Reading text:
Do you guys know what my 11-year-old cousin is talking about? Because she hit the nail right on the head. And instead of mourn my apparent lack of ladylikeness, I thought wow, METAPHORS! LANGUAGE! THIS STUFF IS AMAZING! An elementary schooler just brilliantly described a previously indescribable sound my nose has been making for my entire life.

And it’s just like that, whether it’s funny or gorgeous or melancholy as hell, words can not only envelop but become a feeling (or a noise, for that matter). I’ve found innumerable instances of this just in the past few days, in my second and much more successful attempt to read Everything Is Illuminated by Jonathan Safran Foer, with whom I proudly share a birthday. I started reading this book in high school and I was wildly unprepared, low in energy and consequently low in the amount of effort I put forth – I didn’t understand a thing and I was disappointed. Four years later, I’m underlining something on every page because these words give me feelings. “He would fall asleep with his heart at the foot of his bed, like some domesticated animal that was no part of him at all.” Excuse me, Jonathan, that is my heart you are breaking.

Not that I’m required to have one, but what is my point? Surprise, there are three.

  1. I think words are really cool and you should think so too.

Collected data:
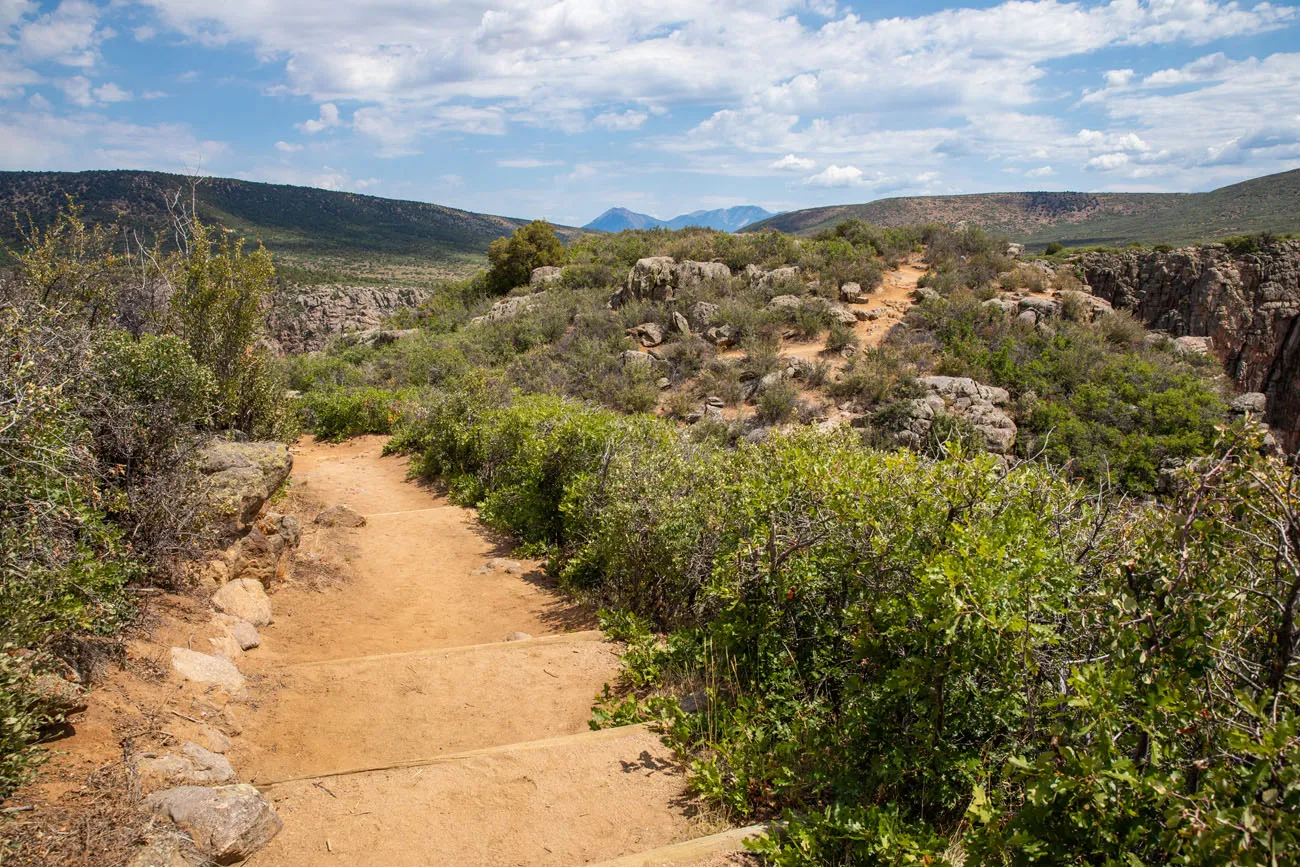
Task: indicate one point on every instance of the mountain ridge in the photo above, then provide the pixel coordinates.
(1080, 219)
(303, 221)
(723, 219)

Required actions:
A: In the essay about words, why did the writer understand nothing of the book during the first attempt in high school?
B: In the essay about words, begin at the words "And it’s just like" and stop after "you are breaking.". Write that stretch out again, switching "high school" to "college".

Task-by-task answers:
A: The writer was wildly unprepared and low in energy, and so put forth little effort.

B:
And it’s just like that, whether it’s funny or gorgeous or melancholy as hell, words can not only envelop but become a feeling (or a noise, for that matter). I’ve found innumerable instances of this just in the past few days, in my second and much more successful attempt to read Everything Is Illuminated by Jonathan Safran Foer, with whom I proudly share a birthday. I started reading this book in college and I was wildly unprepared, low in energy and consequently low in the amount of effort I put forth – I didn’t understand a thing and I was disappointed. Four years later, I’m underlining something on every page because these words give me feelings. “He would fall asleep with his heart at the foot of his bed, like some domesticated animal that was no part of him at all.” Excuse me, Jonathan, that is my heart you are breaking.